▶ WHAT TO PRODUCE
Every line from the one that contains "Objective — a point for each instance of the snorkeler's" to the end of the records must be restated word for word. No other line belongs in the answer.

Records from a data collection
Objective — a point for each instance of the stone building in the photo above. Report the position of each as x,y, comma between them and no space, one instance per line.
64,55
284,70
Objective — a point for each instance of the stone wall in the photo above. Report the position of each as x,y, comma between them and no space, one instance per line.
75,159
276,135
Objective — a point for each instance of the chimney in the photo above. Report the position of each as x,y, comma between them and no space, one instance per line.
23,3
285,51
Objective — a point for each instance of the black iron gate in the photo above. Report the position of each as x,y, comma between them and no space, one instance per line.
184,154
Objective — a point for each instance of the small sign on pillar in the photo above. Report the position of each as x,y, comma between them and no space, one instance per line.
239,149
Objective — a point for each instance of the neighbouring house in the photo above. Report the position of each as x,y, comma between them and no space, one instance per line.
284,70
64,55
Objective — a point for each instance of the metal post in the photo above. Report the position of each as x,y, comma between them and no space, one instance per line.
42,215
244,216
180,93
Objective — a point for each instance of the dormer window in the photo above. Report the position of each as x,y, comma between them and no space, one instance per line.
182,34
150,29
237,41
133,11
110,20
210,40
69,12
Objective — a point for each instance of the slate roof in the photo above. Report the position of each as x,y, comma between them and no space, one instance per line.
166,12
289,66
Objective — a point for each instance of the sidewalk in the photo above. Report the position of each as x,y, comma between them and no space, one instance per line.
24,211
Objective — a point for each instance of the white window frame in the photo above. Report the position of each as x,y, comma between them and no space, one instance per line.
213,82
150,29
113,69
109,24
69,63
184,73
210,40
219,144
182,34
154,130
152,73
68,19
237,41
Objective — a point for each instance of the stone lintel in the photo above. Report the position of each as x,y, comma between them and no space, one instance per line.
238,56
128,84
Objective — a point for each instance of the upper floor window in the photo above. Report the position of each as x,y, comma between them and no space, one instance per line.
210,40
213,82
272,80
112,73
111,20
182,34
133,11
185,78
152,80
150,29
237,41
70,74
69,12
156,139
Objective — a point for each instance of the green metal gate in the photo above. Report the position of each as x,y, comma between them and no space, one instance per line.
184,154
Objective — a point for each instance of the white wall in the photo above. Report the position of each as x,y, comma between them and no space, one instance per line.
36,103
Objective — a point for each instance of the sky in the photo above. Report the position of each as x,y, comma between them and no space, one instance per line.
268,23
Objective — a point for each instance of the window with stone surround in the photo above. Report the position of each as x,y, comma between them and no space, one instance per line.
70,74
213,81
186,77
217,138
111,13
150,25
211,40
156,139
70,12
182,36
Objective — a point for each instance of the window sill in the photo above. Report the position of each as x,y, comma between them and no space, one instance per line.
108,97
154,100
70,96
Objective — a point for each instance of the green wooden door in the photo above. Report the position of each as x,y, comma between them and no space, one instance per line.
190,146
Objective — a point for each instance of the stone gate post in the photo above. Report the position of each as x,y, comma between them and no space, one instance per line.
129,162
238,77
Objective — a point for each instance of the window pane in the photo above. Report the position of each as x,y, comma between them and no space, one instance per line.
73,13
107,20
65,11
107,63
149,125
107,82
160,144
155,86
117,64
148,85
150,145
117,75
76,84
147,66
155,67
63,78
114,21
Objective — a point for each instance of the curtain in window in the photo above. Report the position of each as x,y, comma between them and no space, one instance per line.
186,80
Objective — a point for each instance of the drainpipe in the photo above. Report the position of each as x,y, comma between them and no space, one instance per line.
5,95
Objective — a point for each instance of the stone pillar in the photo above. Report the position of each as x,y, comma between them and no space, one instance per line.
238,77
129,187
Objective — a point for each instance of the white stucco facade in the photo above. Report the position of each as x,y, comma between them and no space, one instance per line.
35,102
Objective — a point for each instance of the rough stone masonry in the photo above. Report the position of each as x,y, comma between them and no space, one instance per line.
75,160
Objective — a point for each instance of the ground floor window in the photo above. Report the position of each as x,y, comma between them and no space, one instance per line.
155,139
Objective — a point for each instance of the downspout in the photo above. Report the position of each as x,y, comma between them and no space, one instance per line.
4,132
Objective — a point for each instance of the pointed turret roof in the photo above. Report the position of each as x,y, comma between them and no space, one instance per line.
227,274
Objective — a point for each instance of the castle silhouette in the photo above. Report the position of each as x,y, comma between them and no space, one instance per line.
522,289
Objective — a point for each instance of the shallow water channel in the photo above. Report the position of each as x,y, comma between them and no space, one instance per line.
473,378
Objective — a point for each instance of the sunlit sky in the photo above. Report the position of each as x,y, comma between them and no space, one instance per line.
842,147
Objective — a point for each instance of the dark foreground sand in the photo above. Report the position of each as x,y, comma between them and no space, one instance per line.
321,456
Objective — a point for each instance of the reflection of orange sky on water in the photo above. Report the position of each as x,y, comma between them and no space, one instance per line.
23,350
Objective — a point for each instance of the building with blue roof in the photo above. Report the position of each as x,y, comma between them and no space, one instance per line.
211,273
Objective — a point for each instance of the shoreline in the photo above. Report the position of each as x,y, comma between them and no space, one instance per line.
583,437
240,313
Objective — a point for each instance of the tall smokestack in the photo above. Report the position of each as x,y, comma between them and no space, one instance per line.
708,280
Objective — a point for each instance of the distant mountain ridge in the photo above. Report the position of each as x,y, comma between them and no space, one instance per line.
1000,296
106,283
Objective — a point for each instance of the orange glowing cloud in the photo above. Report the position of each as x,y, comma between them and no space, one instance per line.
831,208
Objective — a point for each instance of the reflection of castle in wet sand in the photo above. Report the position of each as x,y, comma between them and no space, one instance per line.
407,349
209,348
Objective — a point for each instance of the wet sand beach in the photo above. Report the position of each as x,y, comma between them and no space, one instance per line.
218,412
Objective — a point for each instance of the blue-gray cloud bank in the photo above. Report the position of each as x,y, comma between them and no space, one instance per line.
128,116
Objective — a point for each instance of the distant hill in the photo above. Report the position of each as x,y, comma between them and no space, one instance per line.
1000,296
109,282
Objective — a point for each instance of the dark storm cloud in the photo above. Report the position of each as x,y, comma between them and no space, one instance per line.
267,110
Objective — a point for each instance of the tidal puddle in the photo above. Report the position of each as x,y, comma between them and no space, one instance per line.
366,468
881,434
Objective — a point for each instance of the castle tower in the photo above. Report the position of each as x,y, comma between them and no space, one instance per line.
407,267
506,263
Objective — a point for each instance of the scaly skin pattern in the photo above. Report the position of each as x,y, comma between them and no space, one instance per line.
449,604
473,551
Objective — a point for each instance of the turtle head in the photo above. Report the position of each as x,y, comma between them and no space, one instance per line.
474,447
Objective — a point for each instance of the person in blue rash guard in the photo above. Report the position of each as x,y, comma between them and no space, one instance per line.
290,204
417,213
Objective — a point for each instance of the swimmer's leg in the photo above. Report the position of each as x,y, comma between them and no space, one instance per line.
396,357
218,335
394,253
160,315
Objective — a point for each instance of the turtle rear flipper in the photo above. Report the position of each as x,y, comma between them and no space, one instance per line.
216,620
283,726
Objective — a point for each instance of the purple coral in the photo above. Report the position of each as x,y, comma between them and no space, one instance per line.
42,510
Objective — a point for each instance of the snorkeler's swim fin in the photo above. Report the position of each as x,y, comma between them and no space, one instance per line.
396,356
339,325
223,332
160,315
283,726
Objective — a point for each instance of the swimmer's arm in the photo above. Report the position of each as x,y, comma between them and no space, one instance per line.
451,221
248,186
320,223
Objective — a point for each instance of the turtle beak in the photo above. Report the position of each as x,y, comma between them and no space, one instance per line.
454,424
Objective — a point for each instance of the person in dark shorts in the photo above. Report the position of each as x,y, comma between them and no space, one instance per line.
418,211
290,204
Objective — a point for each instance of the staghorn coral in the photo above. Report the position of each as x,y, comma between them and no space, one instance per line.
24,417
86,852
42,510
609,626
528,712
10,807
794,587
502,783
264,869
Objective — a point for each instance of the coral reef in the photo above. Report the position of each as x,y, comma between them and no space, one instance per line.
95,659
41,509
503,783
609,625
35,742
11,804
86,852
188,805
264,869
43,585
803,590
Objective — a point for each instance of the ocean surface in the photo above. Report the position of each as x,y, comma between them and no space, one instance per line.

▶ WRITTEN RESPONSE
Objective — a point for each instance of the snorkeler's swim fin in the photo above. Report the position of each as x,y, comma between them and no space, one instance per line.
396,356
339,325
223,332
160,315
283,726
Objective — a point for each instance of the swimmer's arm in the photo above. Report the position of each as x,y, comma between them and no space, one instance per line.
451,221
248,186
320,223
Objective — a point for each instance of the turtle beak in the photo above. Report the position of each as x,y, comma between them and no space, one instance per line.
454,424
Objective — a point for each instance of the person in dark shorts in the photo above. Report the position of each as x,y, comma between them and no space, one instance per line.
418,211
290,204
Objective — a point for each instance of the staghorn coral in the photo above. Report the position of each as x,y, comma between them and no space, one instance per line.
24,417
86,852
42,510
609,626
528,712
10,807
794,587
502,783
264,869
Objective — a point for each instance of the coral reef in the photo above. Report the position of each as x,y, comma between them and no space, one instance per line.
95,659
41,509
503,783
609,625
35,742
11,804
86,852
188,805
264,869
43,585
803,590
Objective — a point for each instance of the ocean surface in the photo above. Report the position of each as x,y, comma between them and no space, one instance per line.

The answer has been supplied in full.